** WRITTEN PROBLEM **
Please edit the items starting at the line containing "label the beard, a point per instance." and stopping after the last item, changing "beige wall" to "tan wall" and leaving everything else unchanged. Give only those edited lines.

** DATA RECORDS **
* Begin *

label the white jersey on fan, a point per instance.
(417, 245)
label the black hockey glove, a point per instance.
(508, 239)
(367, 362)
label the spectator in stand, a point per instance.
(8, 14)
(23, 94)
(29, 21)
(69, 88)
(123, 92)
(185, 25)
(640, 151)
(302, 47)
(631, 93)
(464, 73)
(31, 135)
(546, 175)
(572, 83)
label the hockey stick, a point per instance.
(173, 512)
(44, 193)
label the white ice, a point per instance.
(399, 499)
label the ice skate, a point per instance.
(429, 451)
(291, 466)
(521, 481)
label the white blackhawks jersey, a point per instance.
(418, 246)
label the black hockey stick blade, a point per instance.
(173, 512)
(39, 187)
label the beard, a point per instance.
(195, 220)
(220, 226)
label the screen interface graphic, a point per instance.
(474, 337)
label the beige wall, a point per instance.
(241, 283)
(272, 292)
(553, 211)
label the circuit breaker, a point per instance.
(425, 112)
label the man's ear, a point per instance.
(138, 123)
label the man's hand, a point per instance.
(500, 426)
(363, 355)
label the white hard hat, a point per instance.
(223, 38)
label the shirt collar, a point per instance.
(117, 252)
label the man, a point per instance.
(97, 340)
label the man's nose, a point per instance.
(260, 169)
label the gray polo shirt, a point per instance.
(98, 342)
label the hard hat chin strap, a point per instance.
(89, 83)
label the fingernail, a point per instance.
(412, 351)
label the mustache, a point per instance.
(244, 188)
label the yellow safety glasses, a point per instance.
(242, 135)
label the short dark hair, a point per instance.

* End *

** TASK RESPONSE **
label the beard, a point per instance.
(195, 220)
(220, 226)
label the screen interface graphic, a point per instance.
(474, 337)
label the tan wall, a point per instance.
(241, 283)
(272, 292)
(553, 211)
label the circuit breaker, a point per instance.
(425, 112)
label the man's ear, a point per instance.
(138, 123)
label the man's hand, a point per instance.
(500, 426)
(363, 355)
label the white hard hat, a point per instance.
(223, 38)
label the shirt collar, a point per instance.
(117, 252)
label the man, a point per instance.
(97, 340)
label the man's nose, a point per instance.
(260, 169)
label the gray polo shirt, a point per instance.
(98, 342)
label the hard hat chin strap, a point per instance.
(89, 83)
label the fingernail, a point per instance.
(412, 351)
label the mustache, a point per instance.
(244, 188)
label the yellow safety glasses, a point per instance.
(242, 135)
label the short dark hair, a point per instance.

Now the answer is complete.